Find the line that contains "Practice step: point at the white pillow" and print it and every line after it, exactly, please.

Dataset excerpt:
+ + +

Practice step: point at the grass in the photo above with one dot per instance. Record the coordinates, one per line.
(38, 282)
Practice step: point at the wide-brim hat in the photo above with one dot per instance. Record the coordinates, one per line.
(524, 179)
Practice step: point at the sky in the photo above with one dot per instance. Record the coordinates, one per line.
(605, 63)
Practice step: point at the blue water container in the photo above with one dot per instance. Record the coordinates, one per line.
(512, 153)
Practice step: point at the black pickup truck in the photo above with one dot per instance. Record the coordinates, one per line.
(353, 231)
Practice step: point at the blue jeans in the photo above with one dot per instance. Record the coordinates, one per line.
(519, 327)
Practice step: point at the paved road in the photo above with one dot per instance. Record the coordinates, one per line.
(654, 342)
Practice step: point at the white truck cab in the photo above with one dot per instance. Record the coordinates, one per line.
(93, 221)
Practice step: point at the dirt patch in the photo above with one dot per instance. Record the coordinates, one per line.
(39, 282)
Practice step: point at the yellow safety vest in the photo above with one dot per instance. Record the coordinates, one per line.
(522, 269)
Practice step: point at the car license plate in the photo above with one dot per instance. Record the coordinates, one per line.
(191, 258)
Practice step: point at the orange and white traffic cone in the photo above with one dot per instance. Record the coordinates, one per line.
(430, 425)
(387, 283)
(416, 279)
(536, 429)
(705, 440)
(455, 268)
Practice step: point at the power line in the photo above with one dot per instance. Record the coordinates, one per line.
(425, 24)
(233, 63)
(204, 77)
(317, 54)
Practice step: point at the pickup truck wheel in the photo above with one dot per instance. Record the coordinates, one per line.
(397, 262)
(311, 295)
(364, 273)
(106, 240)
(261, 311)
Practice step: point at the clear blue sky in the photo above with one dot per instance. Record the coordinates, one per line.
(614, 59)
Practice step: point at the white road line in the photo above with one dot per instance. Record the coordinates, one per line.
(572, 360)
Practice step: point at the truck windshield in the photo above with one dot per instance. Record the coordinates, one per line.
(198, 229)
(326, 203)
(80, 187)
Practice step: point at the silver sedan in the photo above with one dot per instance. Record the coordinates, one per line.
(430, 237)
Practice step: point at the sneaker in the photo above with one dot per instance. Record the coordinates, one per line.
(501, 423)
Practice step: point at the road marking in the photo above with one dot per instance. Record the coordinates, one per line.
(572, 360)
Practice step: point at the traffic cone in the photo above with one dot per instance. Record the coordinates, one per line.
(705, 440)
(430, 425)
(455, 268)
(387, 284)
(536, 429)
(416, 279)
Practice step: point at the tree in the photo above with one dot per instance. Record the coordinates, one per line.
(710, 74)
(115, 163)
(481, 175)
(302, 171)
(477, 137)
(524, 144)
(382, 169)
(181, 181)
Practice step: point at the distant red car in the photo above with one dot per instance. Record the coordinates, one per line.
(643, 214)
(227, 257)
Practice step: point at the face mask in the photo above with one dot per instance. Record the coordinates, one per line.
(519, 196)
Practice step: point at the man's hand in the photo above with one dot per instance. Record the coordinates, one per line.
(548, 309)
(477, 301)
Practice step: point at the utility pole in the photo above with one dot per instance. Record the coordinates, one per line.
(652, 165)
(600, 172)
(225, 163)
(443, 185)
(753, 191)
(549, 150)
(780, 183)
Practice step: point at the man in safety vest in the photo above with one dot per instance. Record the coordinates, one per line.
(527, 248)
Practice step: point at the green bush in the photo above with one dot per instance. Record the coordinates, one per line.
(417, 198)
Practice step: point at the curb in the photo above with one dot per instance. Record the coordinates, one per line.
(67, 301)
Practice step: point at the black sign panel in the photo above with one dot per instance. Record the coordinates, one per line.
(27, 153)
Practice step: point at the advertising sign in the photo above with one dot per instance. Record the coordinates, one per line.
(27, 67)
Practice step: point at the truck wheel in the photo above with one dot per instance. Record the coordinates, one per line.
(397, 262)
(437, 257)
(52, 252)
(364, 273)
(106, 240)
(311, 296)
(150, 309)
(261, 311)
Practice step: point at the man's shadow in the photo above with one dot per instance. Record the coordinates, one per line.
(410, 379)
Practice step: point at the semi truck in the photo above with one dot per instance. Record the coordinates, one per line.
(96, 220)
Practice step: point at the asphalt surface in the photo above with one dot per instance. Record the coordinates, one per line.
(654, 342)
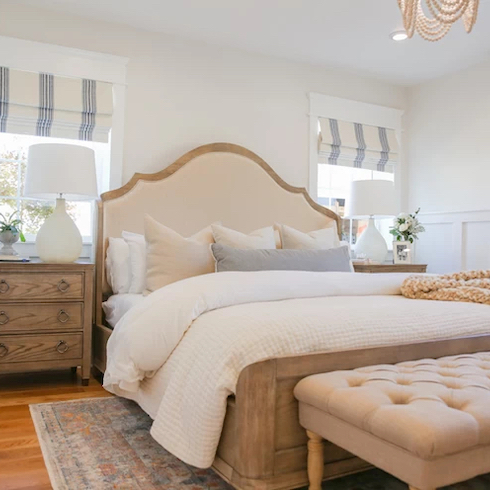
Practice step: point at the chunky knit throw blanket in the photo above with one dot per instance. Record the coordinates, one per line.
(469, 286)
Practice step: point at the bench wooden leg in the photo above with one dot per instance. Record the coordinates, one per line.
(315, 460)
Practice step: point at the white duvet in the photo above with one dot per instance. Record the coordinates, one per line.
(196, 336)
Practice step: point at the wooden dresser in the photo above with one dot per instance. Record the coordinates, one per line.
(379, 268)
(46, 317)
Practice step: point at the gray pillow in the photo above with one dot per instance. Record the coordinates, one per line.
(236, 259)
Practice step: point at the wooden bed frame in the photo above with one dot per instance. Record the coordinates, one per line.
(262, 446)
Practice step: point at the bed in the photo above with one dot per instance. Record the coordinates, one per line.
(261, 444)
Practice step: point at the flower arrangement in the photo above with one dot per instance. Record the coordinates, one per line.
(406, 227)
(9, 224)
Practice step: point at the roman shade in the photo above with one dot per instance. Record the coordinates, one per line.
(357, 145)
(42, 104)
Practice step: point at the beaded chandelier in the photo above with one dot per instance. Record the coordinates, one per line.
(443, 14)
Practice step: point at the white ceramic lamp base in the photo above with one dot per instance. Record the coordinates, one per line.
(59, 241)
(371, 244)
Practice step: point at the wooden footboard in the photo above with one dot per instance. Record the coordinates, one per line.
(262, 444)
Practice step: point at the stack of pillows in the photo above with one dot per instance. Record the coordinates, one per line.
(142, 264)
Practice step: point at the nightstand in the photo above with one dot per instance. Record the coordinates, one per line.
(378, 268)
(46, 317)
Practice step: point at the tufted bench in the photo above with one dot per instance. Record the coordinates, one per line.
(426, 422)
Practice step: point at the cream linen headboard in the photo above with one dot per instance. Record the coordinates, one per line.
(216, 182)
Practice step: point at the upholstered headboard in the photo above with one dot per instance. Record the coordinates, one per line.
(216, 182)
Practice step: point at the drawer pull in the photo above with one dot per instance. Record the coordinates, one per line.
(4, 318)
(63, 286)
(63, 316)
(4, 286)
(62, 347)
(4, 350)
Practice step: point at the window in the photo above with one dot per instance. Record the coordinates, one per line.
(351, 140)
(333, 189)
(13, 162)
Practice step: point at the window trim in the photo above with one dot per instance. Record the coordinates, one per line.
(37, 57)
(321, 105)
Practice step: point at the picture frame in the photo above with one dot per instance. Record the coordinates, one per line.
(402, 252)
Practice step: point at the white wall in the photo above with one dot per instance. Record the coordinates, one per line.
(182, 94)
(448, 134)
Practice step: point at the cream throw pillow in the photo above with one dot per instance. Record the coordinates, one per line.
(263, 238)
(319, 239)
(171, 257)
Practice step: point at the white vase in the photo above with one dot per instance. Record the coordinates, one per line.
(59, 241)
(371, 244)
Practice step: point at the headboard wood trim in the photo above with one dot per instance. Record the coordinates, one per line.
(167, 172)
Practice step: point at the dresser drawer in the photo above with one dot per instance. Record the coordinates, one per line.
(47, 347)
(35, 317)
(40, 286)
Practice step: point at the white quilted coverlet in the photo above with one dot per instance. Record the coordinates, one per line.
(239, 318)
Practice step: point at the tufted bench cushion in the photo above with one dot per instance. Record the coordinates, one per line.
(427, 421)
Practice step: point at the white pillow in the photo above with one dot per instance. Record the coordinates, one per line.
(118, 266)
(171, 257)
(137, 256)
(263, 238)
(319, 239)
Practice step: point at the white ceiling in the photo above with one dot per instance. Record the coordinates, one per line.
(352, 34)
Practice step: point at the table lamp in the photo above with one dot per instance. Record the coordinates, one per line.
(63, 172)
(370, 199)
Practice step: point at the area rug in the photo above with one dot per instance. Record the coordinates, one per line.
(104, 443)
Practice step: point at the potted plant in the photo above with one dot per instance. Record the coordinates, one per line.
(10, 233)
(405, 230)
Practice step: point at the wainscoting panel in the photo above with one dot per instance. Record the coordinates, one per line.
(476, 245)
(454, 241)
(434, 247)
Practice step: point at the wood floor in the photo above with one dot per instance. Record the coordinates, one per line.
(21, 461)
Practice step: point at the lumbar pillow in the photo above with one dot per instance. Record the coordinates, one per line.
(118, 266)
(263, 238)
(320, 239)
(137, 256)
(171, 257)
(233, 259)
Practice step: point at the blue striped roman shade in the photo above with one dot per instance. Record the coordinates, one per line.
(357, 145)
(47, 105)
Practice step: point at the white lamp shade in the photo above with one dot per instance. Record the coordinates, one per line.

+ + +

** Result of this task **
Practice step: point at the white pillow in the photo above with one dot per instance. Record the coordinates, one per line.
(118, 266)
(171, 257)
(137, 256)
(263, 238)
(319, 239)
Practice step: point at the white ceiling in the photo above with one dot per instance. Record the coordinates, one per line.
(352, 34)
Practice step: point at the table lamp in the photo above with one dot per instance. Record the coordinates, one per line.
(63, 172)
(370, 199)
Practice step: point at the area rug in the photo above with one dot per instance. Record the coordinates, one per line.
(104, 443)
Practice step: point at the potted plant in the photo above with one dot per instance. Record the coordinates, one per line.
(10, 233)
(405, 230)
Practice step: point at the wainscoting panel in the photo above with one dot per instance. Record the coordinates, one per line.
(476, 245)
(454, 241)
(434, 247)
Practice step: point at the wood floor in the photo above with one dot per instance. Record the coordinates, one per line.
(21, 461)
Practice step: point at the lumbar pillow in the photo above with one dot per instance. Record the coordinates, one per line.
(118, 266)
(263, 238)
(320, 239)
(137, 256)
(171, 257)
(233, 259)
Practice step: point at the blue striped roman shade in the photo above with one dot per instance. Record the coordinates, one per line.
(357, 145)
(47, 105)
Practice step: point at the white lamp shade in the photo above with one dot per instance. Record the coordinates, one per line.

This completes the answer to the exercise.